WHAT THE TASK REQUIRES
Copy exactly the last part of the entries, starting from the line with "Mark every instance of the man in black" and including the final line.

Extracted data entries:
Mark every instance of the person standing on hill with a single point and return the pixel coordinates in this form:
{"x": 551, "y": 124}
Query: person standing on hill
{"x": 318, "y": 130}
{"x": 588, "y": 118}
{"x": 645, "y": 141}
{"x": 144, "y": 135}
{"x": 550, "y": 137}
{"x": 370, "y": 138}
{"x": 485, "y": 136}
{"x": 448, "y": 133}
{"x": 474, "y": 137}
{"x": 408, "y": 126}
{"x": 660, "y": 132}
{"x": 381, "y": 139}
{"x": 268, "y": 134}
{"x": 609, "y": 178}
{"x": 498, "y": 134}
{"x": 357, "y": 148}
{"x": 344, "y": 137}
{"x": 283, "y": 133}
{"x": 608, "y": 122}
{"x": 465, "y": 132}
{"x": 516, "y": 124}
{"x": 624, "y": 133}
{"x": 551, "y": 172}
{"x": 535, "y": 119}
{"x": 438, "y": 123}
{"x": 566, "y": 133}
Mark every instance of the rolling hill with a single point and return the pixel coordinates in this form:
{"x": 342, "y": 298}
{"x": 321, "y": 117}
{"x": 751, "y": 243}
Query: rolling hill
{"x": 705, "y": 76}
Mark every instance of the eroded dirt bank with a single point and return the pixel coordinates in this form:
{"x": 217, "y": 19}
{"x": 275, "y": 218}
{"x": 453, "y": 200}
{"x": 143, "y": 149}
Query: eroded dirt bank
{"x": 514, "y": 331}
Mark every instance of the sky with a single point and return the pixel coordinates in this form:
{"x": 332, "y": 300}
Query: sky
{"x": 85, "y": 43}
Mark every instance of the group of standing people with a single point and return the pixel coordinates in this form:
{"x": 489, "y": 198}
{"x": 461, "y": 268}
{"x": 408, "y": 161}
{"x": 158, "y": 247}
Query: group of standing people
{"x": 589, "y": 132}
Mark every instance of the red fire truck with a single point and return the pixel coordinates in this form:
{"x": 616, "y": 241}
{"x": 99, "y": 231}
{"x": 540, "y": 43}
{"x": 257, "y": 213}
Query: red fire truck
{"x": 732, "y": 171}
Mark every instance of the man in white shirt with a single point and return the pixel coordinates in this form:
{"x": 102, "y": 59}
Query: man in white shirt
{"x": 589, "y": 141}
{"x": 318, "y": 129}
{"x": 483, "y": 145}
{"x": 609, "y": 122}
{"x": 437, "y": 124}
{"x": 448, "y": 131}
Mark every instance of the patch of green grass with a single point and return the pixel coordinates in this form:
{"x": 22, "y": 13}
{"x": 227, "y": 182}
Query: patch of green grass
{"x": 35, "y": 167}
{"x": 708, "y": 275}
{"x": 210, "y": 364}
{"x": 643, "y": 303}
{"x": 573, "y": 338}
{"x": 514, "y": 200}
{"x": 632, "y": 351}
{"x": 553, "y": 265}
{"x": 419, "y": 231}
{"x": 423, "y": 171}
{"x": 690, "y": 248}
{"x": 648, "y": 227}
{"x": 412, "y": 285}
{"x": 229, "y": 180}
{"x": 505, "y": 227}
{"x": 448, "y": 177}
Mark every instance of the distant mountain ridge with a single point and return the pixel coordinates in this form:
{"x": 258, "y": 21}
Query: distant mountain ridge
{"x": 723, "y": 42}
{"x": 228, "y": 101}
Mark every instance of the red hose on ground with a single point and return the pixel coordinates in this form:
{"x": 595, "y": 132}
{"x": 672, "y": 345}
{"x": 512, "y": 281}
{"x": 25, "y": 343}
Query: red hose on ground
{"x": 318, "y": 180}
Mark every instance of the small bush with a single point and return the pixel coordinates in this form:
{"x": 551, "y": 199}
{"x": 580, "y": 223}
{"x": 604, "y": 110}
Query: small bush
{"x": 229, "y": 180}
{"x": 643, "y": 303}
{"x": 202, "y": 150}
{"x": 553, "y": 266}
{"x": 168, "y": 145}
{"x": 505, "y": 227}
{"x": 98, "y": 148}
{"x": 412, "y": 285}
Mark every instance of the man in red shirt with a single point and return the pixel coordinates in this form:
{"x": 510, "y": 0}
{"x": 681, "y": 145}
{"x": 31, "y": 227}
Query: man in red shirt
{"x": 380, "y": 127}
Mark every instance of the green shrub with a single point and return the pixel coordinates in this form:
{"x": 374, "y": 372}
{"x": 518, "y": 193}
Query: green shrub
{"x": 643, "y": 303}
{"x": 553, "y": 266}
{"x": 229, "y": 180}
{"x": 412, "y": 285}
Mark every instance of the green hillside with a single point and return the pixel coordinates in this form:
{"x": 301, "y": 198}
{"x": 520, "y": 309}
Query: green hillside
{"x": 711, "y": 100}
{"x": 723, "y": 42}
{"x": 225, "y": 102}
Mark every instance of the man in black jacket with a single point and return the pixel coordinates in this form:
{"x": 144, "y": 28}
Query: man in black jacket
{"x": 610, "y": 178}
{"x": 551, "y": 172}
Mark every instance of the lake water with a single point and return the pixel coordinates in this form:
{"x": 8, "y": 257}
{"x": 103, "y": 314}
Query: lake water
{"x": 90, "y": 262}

RESPONSE FOR THIS EXERCISE
Mark every instance of the man in black jacket with a single point and return the pixel coordinates in this form:
{"x": 144, "y": 28}
Query: man in black jacket
{"x": 610, "y": 178}
{"x": 551, "y": 172}
Mark every instance of the lake water with a single point and return the pixel coordinates in this form:
{"x": 8, "y": 257}
{"x": 103, "y": 314}
Query: lake water
{"x": 90, "y": 262}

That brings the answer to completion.